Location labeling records
>>>>

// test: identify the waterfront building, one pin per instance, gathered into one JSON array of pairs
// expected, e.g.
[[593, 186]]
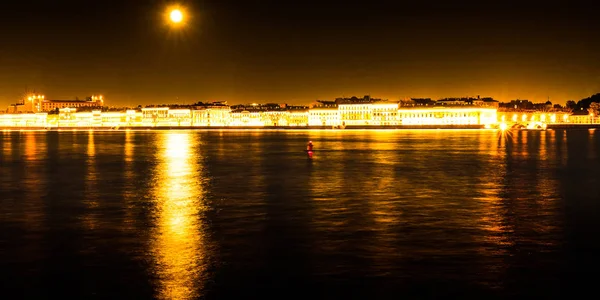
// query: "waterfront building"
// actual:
[[155, 116], [324, 116], [298, 117], [448, 116], [211, 115], [246, 118], [385, 113], [178, 117], [48, 105]]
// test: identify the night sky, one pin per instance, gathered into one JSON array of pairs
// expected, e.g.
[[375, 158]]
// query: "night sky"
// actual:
[[299, 51]]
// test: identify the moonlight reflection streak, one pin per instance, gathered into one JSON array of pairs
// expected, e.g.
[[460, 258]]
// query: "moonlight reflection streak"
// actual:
[[177, 241]]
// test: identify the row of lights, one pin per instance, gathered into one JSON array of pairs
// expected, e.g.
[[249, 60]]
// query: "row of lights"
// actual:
[[35, 97]]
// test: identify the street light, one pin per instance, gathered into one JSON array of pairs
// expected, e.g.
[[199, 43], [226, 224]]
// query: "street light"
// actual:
[[176, 16]]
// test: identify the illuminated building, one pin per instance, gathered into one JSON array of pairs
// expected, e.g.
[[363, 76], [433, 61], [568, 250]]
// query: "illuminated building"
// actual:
[[323, 116], [298, 117], [340, 113], [384, 113], [48, 105], [448, 116]]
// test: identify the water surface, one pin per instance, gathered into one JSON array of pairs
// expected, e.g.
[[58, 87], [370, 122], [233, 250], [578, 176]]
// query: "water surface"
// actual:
[[375, 214]]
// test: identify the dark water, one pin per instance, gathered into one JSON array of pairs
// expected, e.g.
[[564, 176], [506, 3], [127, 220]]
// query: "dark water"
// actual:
[[244, 214]]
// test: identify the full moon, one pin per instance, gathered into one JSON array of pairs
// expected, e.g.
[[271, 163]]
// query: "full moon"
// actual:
[[176, 16]]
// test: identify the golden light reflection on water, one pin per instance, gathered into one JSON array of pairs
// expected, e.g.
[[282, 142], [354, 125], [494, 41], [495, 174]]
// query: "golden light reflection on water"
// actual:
[[35, 151], [7, 144], [178, 237], [129, 192]]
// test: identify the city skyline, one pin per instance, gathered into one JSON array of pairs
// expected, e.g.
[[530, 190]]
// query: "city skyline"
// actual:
[[243, 53]]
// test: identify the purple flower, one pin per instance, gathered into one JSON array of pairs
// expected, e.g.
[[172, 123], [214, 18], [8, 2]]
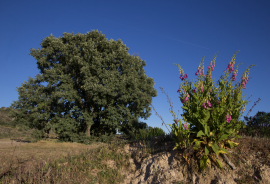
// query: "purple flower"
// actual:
[[228, 118]]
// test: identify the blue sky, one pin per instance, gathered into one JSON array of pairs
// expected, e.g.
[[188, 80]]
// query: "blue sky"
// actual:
[[161, 32]]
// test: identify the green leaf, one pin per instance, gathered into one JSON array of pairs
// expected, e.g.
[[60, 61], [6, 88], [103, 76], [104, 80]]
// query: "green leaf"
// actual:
[[200, 133], [224, 136]]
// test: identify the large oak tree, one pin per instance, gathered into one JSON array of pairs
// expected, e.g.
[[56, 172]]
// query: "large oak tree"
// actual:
[[92, 85]]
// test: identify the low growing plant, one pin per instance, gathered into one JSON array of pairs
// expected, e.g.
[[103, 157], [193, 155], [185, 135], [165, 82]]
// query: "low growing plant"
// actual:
[[212, 113]]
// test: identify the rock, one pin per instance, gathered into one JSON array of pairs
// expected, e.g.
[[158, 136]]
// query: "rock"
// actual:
[[169, 166]]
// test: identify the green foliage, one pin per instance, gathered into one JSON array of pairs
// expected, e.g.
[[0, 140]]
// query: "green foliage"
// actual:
[[148, 134], [260, 125], [91, 81]]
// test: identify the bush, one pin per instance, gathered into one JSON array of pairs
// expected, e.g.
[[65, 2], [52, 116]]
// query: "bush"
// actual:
[[148, 134]]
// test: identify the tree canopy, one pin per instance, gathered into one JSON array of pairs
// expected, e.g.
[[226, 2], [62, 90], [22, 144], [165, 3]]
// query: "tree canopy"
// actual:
[[92, 85]]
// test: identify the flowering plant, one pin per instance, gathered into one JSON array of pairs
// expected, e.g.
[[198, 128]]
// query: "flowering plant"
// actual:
[[213, 114], [181, 132]]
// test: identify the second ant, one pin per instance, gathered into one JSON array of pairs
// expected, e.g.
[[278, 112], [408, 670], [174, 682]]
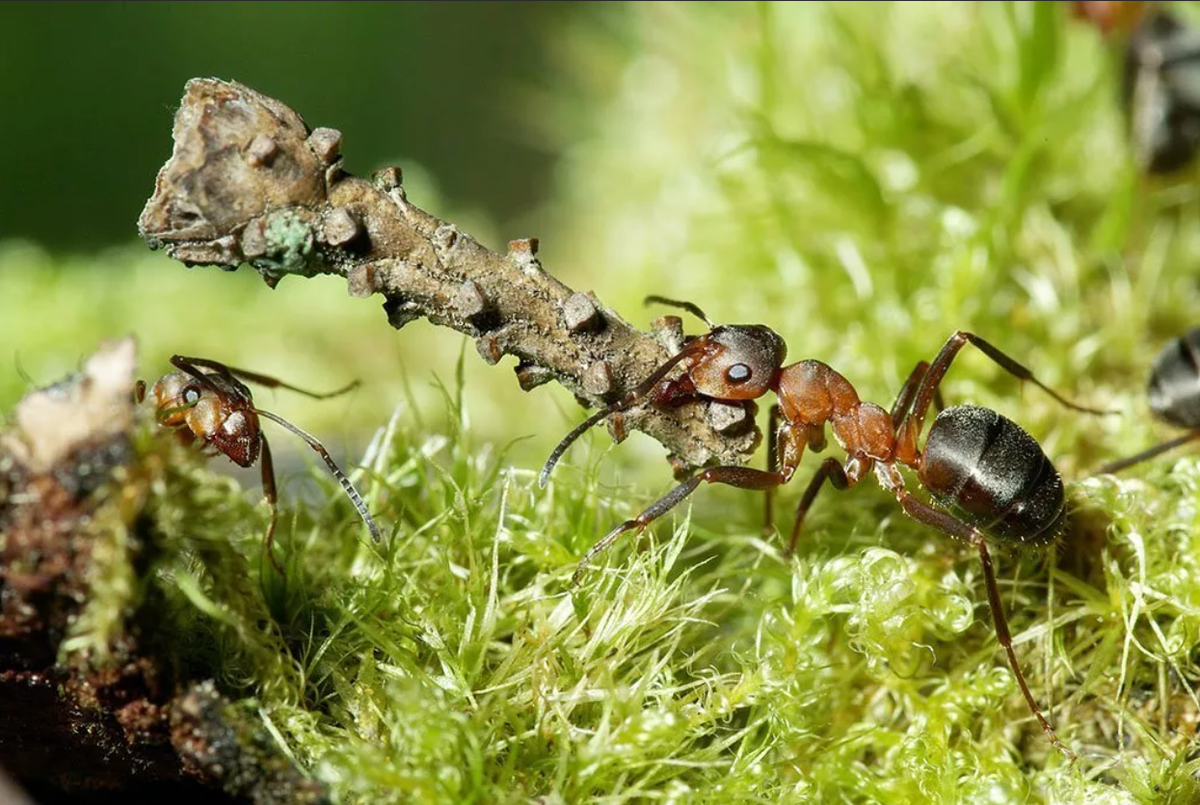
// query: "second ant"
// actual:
[[215, 408], [982, 467]]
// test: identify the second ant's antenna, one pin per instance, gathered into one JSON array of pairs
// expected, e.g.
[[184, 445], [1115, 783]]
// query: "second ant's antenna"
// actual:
[[691, 307]]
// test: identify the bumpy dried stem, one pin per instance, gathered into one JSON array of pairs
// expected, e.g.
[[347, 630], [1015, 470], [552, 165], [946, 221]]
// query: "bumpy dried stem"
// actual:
[[250, 182]]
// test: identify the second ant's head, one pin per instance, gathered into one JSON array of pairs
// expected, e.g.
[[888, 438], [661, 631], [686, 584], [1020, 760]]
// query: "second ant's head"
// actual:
[[219, 412], [737, 361]]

<<<<

Short problem:
Reproduce the lines from the first line through the line containing "[[375, 214]]", inclusive, changing every "street light" to "lamp post" and leaving everything else unchanged. Omit the pictures from the answer.

Task output:
// test: identify the waterfront building, one pin per instance, gathered into one JSON array of pairs
// expected, e.g.
[[593, 186]]
// query: "waterfront building"
// actual:
[[155, 116], [324, 116], [298, 117], [448, 116], [211, 115], [246, 118], [385, 113], [178, 117], [48, 105]]
// test: identify the night sky, one pin per instance, gathered into one JSON array of pairs
// expected, e.g.
[[375, 158]]
// query: "night sky"
// actual:
[[299, 51]]
// test: identify the moonlight reflection streak, one pin per instance, gathered into one JSON array of pairs
// expected, e.g.
[[460, 258]]
// query: "moonlight reflection streak"
// actual:
[[177, 241]]
// test: identify the row of lights, one pin per instance, gathered into one JSON array of pairs
// expected, e.g.
[[249, 60]]
// query: "row of lights"
// actual:
[[35, 97]]
// test: identify the lamp post, one pin per instance, gathered into one JSON array of pairs
// expected, e.g.
[[199, 43], [226, 224]]
// query: "lamp post"
// actual:
[[176, 16]]
// test: identify the illuminated building, one pin per instance, gathered into one JSON array of pairs
// expected, e.g.
[[363, 76], [433, 61], [568, 250]]
// query: "illuminated building"
// actual:
[[323, 116], [298, 117], [340, 113], [384, 113], [48, 105], [448, 116]]
// test: identify the water surface, one pin per instance, gathered into one JSON array of pairs
// expected, e.g.
[[58, 87], [370, 122], [233, 250], [578, 176]]
// query: "water surface"
// actual:
[[375, 214]]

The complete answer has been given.